== TASK TO COMPLETE ==
Filter the records below, keeping every line that contains the string "brown". Matching is case-sensitive.

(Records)
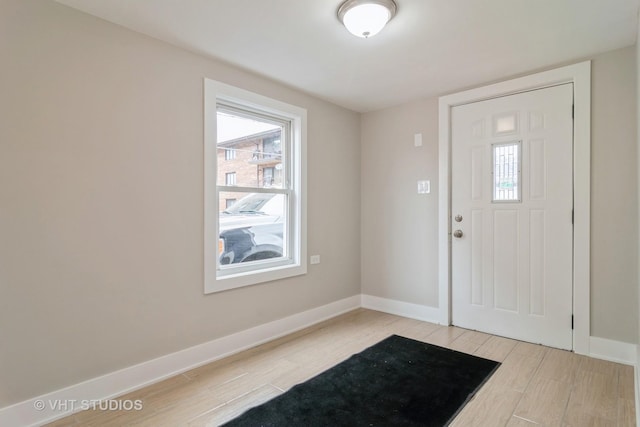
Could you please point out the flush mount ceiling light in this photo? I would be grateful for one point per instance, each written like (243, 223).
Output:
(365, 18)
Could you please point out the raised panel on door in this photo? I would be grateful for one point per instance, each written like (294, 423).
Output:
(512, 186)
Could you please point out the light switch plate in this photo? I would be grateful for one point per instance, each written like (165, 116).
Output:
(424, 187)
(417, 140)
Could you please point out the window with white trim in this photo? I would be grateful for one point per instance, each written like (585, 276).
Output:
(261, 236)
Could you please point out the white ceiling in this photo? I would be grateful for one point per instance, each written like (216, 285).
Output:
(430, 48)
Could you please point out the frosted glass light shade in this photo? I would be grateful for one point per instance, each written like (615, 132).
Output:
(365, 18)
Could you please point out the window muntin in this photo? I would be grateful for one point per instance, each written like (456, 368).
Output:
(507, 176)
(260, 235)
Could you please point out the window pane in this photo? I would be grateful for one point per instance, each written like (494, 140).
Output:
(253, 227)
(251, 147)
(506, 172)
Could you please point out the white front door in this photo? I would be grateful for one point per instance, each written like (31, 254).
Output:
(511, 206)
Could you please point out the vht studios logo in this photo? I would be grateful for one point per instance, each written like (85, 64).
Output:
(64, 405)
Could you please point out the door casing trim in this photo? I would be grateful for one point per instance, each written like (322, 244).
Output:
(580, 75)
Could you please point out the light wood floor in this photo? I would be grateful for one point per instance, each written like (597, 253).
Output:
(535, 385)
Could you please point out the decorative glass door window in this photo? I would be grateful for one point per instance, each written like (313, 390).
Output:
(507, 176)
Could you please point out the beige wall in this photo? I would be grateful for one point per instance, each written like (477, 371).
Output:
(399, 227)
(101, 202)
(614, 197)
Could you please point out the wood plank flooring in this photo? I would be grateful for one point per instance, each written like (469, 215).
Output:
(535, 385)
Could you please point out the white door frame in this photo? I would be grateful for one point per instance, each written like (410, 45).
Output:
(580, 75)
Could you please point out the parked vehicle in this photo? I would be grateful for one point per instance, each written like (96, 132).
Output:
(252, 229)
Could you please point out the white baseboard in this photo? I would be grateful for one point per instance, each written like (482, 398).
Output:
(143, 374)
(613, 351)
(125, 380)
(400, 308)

---

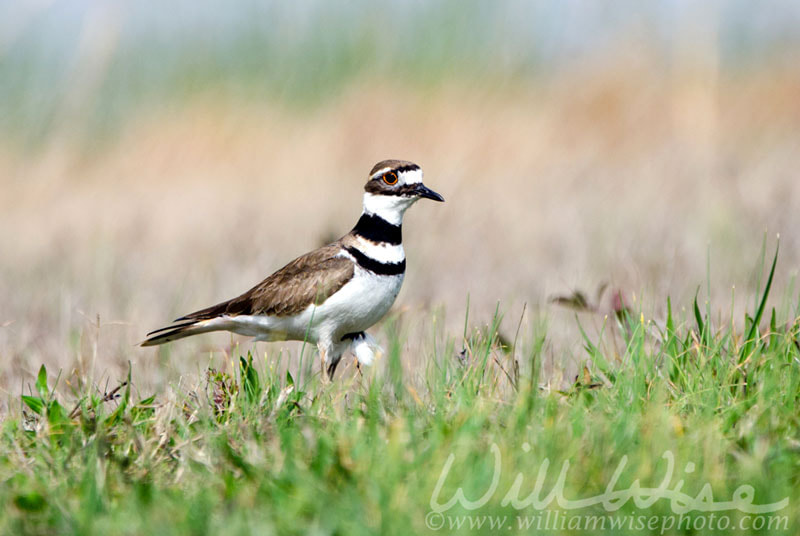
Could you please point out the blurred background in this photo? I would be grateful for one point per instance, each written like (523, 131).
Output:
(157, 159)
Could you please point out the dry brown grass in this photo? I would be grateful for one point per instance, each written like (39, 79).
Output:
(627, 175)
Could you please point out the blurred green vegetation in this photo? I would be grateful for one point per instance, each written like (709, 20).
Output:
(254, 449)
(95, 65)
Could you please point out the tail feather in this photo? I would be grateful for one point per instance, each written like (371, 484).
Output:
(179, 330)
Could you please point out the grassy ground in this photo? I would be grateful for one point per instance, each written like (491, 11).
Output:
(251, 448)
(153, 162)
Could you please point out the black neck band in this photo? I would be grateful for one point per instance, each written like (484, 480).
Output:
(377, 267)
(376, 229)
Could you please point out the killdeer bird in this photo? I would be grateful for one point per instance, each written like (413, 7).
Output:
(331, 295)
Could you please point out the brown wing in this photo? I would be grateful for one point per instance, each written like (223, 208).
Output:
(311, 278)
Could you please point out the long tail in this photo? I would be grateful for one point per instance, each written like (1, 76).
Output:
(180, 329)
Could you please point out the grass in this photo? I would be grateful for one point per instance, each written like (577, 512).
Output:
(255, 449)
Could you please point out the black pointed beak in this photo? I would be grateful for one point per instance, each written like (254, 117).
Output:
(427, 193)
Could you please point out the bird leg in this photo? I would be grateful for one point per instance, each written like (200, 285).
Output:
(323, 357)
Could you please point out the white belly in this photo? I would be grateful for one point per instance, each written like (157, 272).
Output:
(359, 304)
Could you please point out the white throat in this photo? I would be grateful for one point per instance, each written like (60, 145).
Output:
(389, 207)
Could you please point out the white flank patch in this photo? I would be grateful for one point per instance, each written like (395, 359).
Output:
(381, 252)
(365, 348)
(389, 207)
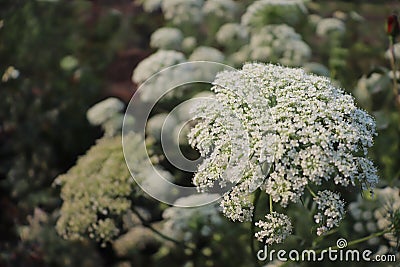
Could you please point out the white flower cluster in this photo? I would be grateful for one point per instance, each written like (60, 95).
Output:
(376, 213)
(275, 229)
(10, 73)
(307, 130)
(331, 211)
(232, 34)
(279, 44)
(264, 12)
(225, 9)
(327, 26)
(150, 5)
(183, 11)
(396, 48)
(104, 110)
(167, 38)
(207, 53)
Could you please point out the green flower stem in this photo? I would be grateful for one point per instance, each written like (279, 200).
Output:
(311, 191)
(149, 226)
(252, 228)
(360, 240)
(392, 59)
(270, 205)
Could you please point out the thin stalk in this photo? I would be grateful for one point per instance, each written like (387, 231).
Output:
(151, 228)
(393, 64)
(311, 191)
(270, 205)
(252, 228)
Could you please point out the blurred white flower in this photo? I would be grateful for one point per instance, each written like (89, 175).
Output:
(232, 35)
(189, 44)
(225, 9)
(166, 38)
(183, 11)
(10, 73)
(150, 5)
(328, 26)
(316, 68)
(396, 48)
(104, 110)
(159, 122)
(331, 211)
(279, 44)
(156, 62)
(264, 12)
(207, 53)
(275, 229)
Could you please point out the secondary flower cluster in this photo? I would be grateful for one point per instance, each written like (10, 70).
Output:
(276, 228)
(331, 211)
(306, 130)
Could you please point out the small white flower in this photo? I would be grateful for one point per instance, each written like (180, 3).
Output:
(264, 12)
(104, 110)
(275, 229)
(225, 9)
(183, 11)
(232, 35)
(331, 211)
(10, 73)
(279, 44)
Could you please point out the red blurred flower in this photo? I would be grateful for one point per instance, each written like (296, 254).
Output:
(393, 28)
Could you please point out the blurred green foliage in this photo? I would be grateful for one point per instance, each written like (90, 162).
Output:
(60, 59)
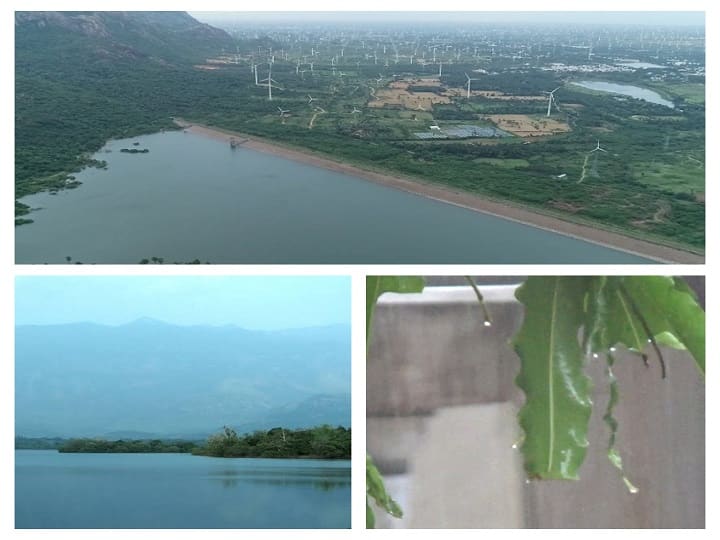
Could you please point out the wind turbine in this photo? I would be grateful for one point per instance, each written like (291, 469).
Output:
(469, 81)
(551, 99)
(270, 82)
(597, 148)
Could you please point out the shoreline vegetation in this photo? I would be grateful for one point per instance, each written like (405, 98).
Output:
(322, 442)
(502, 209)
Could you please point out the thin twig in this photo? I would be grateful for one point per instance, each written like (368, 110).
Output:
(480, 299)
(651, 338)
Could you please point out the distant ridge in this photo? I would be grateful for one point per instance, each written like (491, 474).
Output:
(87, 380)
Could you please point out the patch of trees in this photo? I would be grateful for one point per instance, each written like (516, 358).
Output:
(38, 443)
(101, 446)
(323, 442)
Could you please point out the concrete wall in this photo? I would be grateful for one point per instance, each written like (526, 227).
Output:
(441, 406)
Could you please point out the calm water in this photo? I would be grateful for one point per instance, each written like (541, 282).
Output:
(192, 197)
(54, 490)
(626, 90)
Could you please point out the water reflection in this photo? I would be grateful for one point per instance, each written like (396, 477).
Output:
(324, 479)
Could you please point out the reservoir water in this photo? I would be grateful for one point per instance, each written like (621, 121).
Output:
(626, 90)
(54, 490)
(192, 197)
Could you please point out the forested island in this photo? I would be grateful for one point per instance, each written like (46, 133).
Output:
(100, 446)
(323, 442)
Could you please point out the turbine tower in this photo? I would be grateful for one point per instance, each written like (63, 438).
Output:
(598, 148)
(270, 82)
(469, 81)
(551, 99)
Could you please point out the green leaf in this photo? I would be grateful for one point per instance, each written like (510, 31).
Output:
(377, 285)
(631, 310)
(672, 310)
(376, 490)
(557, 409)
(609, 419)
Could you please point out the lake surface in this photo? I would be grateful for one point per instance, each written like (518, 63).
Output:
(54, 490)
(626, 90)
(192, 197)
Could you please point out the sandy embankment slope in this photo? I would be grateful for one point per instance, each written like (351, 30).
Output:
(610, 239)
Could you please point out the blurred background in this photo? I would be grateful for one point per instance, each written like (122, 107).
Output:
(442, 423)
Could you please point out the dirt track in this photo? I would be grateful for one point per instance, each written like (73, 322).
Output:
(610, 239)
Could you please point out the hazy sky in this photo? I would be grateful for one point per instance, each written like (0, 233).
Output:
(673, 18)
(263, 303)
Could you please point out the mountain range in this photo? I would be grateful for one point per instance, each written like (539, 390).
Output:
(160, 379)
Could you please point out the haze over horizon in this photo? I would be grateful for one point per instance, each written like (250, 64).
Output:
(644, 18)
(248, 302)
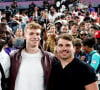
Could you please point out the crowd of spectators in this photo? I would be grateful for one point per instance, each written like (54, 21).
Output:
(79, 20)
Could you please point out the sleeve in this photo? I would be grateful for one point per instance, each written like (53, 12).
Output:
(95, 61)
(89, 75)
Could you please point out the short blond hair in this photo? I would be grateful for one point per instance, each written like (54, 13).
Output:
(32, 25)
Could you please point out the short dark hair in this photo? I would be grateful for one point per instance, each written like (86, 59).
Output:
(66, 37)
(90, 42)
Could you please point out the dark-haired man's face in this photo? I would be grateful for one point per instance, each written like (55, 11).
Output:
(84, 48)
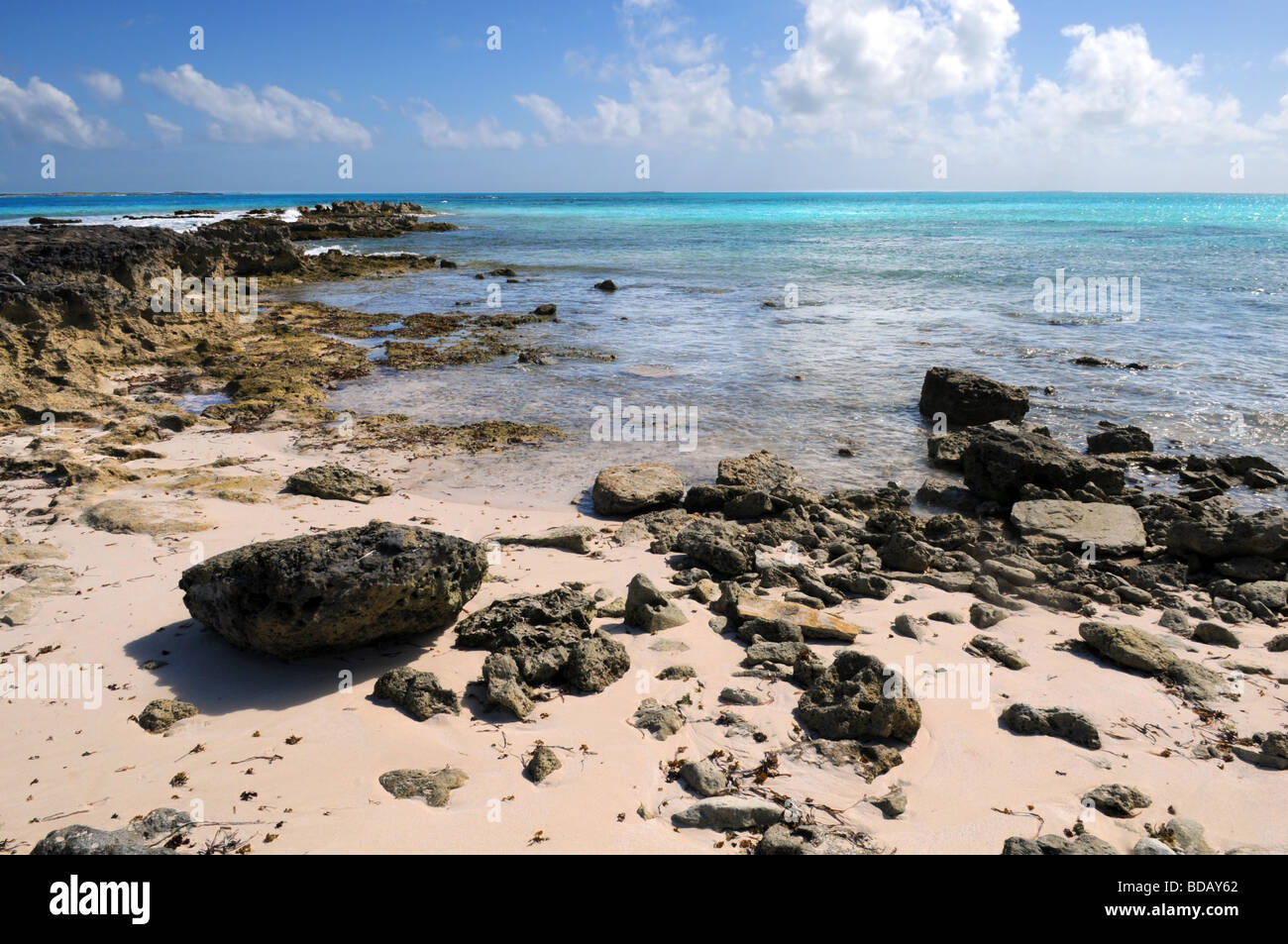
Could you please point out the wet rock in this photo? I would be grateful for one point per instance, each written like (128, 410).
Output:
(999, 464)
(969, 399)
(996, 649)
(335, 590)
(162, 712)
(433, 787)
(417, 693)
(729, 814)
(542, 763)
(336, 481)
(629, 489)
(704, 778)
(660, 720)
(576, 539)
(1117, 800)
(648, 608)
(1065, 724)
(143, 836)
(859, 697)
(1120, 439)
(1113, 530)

== EXERCISE RESPONSE ==
Could you please point out the dry brown grass in this photo? I would be grateful for one point per instance, each written like (39, 79).
Could you please point out the brown wing in this photo? I would be grateful for one point per instance, each written like (223, 208).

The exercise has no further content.